>> begin

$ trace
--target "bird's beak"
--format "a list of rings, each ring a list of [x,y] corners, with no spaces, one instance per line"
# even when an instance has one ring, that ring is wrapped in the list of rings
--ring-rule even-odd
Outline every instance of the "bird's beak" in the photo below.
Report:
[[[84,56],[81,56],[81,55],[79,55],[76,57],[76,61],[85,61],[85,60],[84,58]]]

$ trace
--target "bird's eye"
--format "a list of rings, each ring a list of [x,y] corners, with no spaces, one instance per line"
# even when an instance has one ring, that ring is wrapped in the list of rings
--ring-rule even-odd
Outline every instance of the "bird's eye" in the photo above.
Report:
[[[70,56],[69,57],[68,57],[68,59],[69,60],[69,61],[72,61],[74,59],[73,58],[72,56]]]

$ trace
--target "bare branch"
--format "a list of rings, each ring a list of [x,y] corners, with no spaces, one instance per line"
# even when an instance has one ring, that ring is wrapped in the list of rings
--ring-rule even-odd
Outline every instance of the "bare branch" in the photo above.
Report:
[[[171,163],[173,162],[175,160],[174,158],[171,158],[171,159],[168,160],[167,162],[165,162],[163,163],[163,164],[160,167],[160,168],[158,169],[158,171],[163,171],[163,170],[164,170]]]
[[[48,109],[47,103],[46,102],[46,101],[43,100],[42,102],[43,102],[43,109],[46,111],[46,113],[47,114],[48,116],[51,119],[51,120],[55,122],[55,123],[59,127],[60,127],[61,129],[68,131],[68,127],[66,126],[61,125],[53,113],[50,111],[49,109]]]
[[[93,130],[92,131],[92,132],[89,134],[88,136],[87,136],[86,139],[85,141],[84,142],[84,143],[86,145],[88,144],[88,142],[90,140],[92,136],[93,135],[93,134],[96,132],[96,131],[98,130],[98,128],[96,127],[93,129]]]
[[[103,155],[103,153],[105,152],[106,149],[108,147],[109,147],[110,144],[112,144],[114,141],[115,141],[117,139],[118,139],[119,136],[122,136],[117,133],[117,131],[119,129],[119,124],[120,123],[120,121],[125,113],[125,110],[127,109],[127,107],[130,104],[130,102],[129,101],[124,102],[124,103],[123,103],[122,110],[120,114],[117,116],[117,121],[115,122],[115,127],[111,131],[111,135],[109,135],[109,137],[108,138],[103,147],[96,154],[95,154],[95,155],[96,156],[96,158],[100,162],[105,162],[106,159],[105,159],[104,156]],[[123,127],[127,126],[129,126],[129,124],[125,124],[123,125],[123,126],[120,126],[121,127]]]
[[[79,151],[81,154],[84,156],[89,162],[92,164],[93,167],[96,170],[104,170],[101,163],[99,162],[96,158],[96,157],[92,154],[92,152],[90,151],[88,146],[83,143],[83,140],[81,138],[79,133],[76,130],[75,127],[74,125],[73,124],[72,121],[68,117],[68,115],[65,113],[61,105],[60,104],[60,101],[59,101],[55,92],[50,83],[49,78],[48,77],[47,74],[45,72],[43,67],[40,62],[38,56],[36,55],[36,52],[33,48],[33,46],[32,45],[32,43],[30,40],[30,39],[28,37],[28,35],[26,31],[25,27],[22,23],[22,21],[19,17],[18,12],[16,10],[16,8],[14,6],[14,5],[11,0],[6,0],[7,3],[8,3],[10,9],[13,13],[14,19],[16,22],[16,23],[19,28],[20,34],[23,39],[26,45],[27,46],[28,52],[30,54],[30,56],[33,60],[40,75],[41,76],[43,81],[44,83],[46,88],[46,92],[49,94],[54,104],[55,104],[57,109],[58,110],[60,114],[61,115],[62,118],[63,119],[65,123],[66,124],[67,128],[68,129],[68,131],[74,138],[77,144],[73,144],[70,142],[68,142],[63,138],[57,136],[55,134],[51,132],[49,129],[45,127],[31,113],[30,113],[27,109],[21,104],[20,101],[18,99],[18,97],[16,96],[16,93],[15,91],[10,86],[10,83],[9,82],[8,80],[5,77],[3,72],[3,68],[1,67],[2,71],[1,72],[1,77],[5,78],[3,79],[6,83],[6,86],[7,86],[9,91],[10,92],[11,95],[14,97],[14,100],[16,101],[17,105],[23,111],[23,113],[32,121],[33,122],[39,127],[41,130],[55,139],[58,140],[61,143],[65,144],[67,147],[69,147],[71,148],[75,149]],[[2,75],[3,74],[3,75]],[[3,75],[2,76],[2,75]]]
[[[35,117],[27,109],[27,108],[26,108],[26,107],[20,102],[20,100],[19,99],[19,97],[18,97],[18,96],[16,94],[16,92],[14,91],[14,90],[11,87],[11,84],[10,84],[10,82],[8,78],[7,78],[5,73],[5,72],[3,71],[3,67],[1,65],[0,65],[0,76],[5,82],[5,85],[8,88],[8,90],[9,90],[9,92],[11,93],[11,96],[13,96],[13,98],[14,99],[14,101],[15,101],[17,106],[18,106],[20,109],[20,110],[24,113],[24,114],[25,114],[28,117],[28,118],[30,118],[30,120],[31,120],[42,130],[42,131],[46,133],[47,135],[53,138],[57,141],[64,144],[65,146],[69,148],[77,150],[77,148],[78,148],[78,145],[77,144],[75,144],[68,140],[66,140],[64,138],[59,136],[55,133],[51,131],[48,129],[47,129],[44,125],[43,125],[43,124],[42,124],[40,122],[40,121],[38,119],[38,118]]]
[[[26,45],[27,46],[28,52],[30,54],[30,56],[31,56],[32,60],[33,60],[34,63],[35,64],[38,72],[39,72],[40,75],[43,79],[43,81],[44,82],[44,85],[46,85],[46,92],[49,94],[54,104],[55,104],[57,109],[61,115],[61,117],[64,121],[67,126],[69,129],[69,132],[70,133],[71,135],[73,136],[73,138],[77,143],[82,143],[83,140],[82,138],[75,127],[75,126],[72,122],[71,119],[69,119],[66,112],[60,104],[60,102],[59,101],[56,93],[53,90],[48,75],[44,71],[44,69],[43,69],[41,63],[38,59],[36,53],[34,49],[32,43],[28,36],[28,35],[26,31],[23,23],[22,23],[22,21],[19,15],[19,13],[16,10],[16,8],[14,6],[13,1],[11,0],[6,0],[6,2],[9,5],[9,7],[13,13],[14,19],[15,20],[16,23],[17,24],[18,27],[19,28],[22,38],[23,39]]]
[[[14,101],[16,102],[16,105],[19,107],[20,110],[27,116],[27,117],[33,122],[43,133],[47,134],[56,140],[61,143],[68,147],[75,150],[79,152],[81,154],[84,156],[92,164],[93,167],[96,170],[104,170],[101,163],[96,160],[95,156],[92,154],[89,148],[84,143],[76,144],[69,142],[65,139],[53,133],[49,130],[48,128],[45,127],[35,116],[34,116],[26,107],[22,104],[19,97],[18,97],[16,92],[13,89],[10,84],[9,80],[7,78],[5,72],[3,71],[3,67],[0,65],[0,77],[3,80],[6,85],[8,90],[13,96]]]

>> end

_THE EXERCISE_:
All of the material above needs to be copied exactly.

_ANSWER IN FULL_:
$ trace
--target "bird's beak"
--format "a list of rings, each ring a list of [x,y] corners, with no spaces, one instance per line"
# even when an instance has one ring, that ring is wrapped in the list of rings
--ring-rule even-odd
Outline every instance of the "bird's beak" in the photo below.
Report:
[[[84,56],[81,56],[81,55],[79,55],[76,57],[76,61],[85,61],[85,60],[84,58]]]

$ trace
--target "bird's eye"
--format "a list of rings, each ring a list of [x,y] corners, with no spaces, one instance per line"
# even when an instance has one ring, that ring is wrapped in the list of rings
--ring-rule even-odd
Outline every instance of the "bird's eye" in the photo above.
Report:
[[[70,56],[69,57],[68,57],[68,59],[69,60],[69,61],[72,61],[74,59],[73,58],[72,56]]]

$ trace
--target "bare branch"
--format "a list of rings, each ring a list of [x,y] corners, with no spaces, one instance per line"
# even when an instance has one ring, that ring is wrapped in the list of rings
--ring-rule even-odd
Outline every instance of the "bare branch" in the photo above.
Report:
[[[171,163],[173,162],[175,160],[174,158],[171,158],[171,159],[168,160],[167,162],[165,162],[163,163],[163,164],[160,167],[160,168],[158,169],[158,171],[163,171],[163,170],[164,170]]]
[[[48,109],[47,103],[46,102],[46,101],[43,100],[42,102],[43,102],[43,109],[46,111],[46,113],[47,114],[48,116],[51,119],[51,120],[55,122],[55,123],[59,127],[60,127],[61,129],[68,131],[68,127],[66,126],[61,125],[53,113],[50,111],[49,109]]]
[[[93,130],[92,131],[92,132],[89,134],[88,136],[87,136],[86,139],[85,141],[84,142],[84,143],[86,145],[88,144],[88,142],[90,140],[92,136],[93,135],[93,134],[96,132],[96,131],[98,130],[98,128],[96,127],[93,129]]]
[[[103,155],[103,153],[105,152],[106,149],[108,147],[109,147],[110,144],[112,144],[114,141],[115,141],[117,139],[118,139],[119,136],[122,136],[117,133],[117,131],[119,129],[119,124],[120,123],[120,121],[125,113],[125,110],[127,109],[127,107],[130,104],[130,102],[129,101],[124,102],[124,103],[123,103],[122,110],[120,114],[117,116],[117,121],[115,122],[115,127],[111,131],[111,135],[109,135],[109,137],[108,138],[103,147],[96,154],[95,154],[95,155],[96,156],[96,158],[100,162],[105,162],[106,159],[105,159],[104,156]],[[123,127],[127,126],[129,126],[129,124],[125,124],[123,125],[123,126],[120,126],[121,127]]]
[[[79,151],[81,154],[84,156],[89,162],[92,164],[93,167],[96,170],[104,170],[101,163],[99,162],[96,158],[96,157],[92,154],[92,152],[90,151],[88,146],[83,143],[83,140],[81,138],[79,133],[76,130],[75,127],[74,125],[73,124],[72,121],[68,117],[68,115],[65,113],[61,105],[60,104],[60,101],[59,101],[55,92],[50,83],[49,78],[48,77],[47,74],[45,72],[43,67],[40,62],[38,56],[36,55],[36,52],[33,48],[33,46],[32,45],[32,43],[30,40],[30,39],[28,37],[28,35],[26,31],[25,27],[22,23],[22,21],[19,17],[18,12],[16,10],[16,8],[14,6],[14,5],[11,0],[6,0],[7,3],[8,3],[10,9],[13,13],[14,19],[16,22],[16,23],[19,28],[20,34],[23,39],[26,45],[27,46],[28,52],[30,54],[30,56],[33,60],[40,75],[41,76],[43,81],[44,83],[46,88],[46,92],[49,94],[54,104],[55,104],[57,109],[58,110],[60,114],[61,115],[62,118],[63,119],[65,123],[66,124],[67,128],[68,129],[68,131],[74,138],[77,144],[73,144],[70,142],[68,142],[63,138],[57,136],[55,134],[51,132],[49,129],[45,127],[31,113],[30,113],[27,109],[21,104],[20,101],[18,99],[18,97],[16,96],[16,93],[15,91],[10,86],[10,83],[9,82],[8,80],[5,77],[3,72],[3,68],[1,67],[2,71],[1,72],[1,77],[5,78],[3,79],[6,83],[6,86],[7,86],[9,91],[10,92],[11,95],[14,97],[14,100],[16,101],[17,105],[23,111],[23,113],[32,121],[33,122],[39,127],[41,130],[55,139],[58,140],[61,143],[65,144],[67,147],[69,147],[71,148],[75,149]],[[2,75],[3,74],[3,75]],[[3,75],[2,76],[2,75]]]
[[[35,117],[27,109],[27,108],[26,108],[26,107],[20,102],[20,100],[19,99],[19,97],[18,97],[18,96],[16,94],[16,92],[14,91],[14,90],[11,87],[11,84],[10,84],[10,82],[8,78],[7,78],[5,73],[5,72],[3,71],[3,67],[1,65],[0,65],[0,76],[5,82],[5,85],[8,88],[8,90],[9,90],[9,92],[11,93],[11,96],[13,96],[13,98],[14,99],[14,101],[15,101],[17,106],[18,106],[20,109],[20,110],[24,113],[24,114],[25,114],[28,117],[28,118],[30,118],[30,120],[31,120],[42,130],[42,131],[46,133],[47,135],[53,138],[57,141],[64,144],[65,146],[69,148],[77,150],[77,148],[78,148],[78,145],[77,144],[75,144],[68,140],[66,140],[64,138],[59,136],[55,133],[51,131],[48,129],[47,129],[44,125],[43,125],[43,124],[42,124],[40,122],[40,121],[38,119],[38,118]]]
[[[26,45],[27,46],[28,52],[30,54],[30,56],[31,56],[32,60],[33,60],[34,63],[35,64],[38,72],[39,72],[40,75],[43,79],[43,81],[44,82],[44,85],[46,85],[46,92],[49,94],[54,104],[55,104],[57,109],[61,115],[61,117],[64,121],[67,126],[69,129],[69,132],[70,133],[71,135],[73,136],[73,138],[77,143],[82,143],[83,140],[82,138],[75,127],[75,126],[72,122],[71,119],[69,119],[66,112],[60,104],[60,102],[59,101],[56,93],[53,90],[48,75],[44,71],[44,69],[43,69],[41,63],[38,59],[36,53],[34,49],[32,43],[28,36],[28,35],[26,31],[23,23],[22,23],[22,21],[19,15],[19,13],[16,10],[16,8],[14,6],[13,1],[11,0],[6,0],[6,2],[9,5],[9,7],[13,13],[14,19],[15,20],[16,23],[17,24],[18,27],[19,28],[22,38],[23,39]]]
[[[14,101],[16,102],[16,105],[19,107],[20,110],[27,116],[27,117],[33,122],[43,133],[47,134],[56,140],[61,143],[68,147],[75,150],[79,152],[81,154],[84,156],[92,164],[93,167],[96,170],[104,170],[101,163],[96,160],[95,156],[92,154],[89,148],[84,143],[76,144],[69,142],[65,139],[53,133],[49,130],[48,128],[45,127],[35,116],[34,116],[26,107],[22,104],[19,97],[18,97],[16,92],[13,89],[10,84],[9,80],[7,78],[5,72],[3,71],[3,67],[0,65],[0,77],[3,80],[6,85],[8,90],[13,96]]]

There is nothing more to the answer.